- What you will do -
Reproduce the listing below with each "pixel coords" renamed to "pixel coordinates" and nothing else altered. Leave the pictures out of your version.

- Listed records -
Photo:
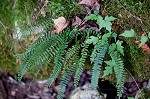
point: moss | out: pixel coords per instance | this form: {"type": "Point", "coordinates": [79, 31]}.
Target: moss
{"type": "Point", "coordinates": [136, 61]}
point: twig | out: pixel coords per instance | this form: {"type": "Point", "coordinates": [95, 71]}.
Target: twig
{"type": "Point", "coordinates": [135, 82]}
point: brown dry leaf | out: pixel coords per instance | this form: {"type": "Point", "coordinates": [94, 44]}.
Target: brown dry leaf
{"type": "Point", "coordinates": [77, 21]}
{"type": "Point", "coordinates": [90, 3]}
{"type": "Point", "coordinates": [60, 24]}
{"type": "Point", "coordinates": [144, 47]}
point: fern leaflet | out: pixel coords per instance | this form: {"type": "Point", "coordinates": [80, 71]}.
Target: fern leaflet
{"type": "Point", "coordinates": [98, 60]}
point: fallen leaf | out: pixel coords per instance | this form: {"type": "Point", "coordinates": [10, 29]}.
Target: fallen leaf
{"type": "Point", "coordinates": [144, 47]}
{"type": "Point", "coordinates": [77, 21]}
{"type": "Point", "coordinates": [90, 3]}
{"type": "Point", "coordinates": [60, 24]}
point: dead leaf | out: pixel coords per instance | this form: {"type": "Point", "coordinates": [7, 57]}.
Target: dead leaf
{"type": "Point", "coordinates": [144, 47]}
{"type": "Point", "coordinates": [90, 3]}
{"type": "Point", "coordinates": [77, 21]}
{"type": "Point", "coordinates": [60, 24]}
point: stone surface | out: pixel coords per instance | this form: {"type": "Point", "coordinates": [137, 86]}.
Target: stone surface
{"type": "Point", "coordinates": [86, 92]}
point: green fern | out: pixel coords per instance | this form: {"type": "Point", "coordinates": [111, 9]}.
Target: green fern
{"type": "Point", "coordinates": [80, 64]}
{"type": "Point", "coordinates": [70, 57]}
{"type": "Point", "coordinates": [64, 80]}
{"type": "Point", "coordinates": [58, 61]}
{"type": "Point", "coordinates": [40, 54]}
{"type": "Point", "coordinates": [98, 60]}
{"type": "Point", "coordinates": [118, 68]}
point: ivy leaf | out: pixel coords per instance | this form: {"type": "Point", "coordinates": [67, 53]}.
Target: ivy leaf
{"type": "Point", "coordinates": [119, 47]}
{"type": "Point", "coordinates": [92, 39]}
{"type": "Point", "coordinates": [111, 18]}
{"type": "Point", "coordinates": [91, 17]}
{"type": "Point", "coordinates": [143, 40]}
{"type": "Point", "coordinates": [128, 33]}
{"type": "Point", "coordinates": [149, 35]}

- Answer below -
Photo:
point: moss | out: pixel coordinates per instance | this form: {"type": "Point", "coordinates": [79, 31]}.
Target: moss
{"type": "Point", "coordinates": [136, 61]}
point: twig | out: pixel coordinates per instance | this form: {"type": "Point", "coordinates": [95, 71]}.
Target: twig
{"type": "Point", "coordinates": [135, 82]}
point: brown dry leaf | out: pixel coordinates per instance | this form: {"type": "Point", "coordinates": [94, 44]}.
Target: brown dry leaf
{"type": "Point", "coordinates": [77, 21]}
{"type": "Point", "coordinates": [90, 3]}
{"type": "Point", "coordinates": [60, 24]}
{"type": "Point", "coordinates": [144, 47]}
point: fern leaflet | out: pixel coordinates per instance | this form: {"type": "Point", "coordinates": [80, 71]}.
Target: fern leaflet
{"type": "Point", "coordinates": [98, 60]}
point: fallen leaf | out: pixel coordinates per instance | this form: {"type": "Point", "coordinates": [10, 29]}.
Target: fallen leaf
{"type": "Point", "coordinates": [144, 47]}
{"type": "Point", "coordinates": [77, 21]}
{"type": "Point", "coordinates": [90, 3]}
{"type": "Point", "coordinates": [60, 24]}
point: dead leaf | out: pixel coordinates per instance | this form: {"type": "Point", "coordinates": [7, 57]}.
Target: dead leaf
{"type": "Point", "coordinates": [144, 47]}
{"type": "Point", "coordinates": [90, 3]}
{"type": "Point", "coordinates": [77, 21]}
{"type": "Point", "coordinates": [60, 24]}
point: stone surface | out: pixel coordinates per instance | this form: {"type": "Point", "coordinates": [137, 86]}.
Target: stone surface
{"type": "Point", "coordinates": [86, 92]}
point: green fern | out: pixel coordinates per instance | this form: {"type": "Point", "coordinates": [111, 9]}.
Target: green fern
{"type": "Point", "coordinates": [80, 64]}
{"type": "Point", "coordinates": [70, 57]}
{"type": "Point", "coordinates": [64, 80]}
{"type": "Point", "coordinates": [58, 61]}
{"type": "Point", "coordinates": [40, 54]}
{"type": "Point", "coordinates": [98, 60]}
{"type": "Point", "coordinates": [118, 68]}
point: ivy leaf | out: pixel coordinates per instance | this form: {"type": "Point", "coordinates": [67, 53]}.
Target: ivy leaf
{"type": "Point", "coordinates": [119, 47]}
{"type": "Point", "coordinates": [92, 39]}
{"type": "Point", "coordinates": [111, 18]}
{"type": "Point", "coordinates": [91, 17]}
{"type": "Point", "coordinates": [143, 40]}
{"type": "Point", "coordinates": [128, 33]}
{"type": "Point", "coordinates": [149, 35]}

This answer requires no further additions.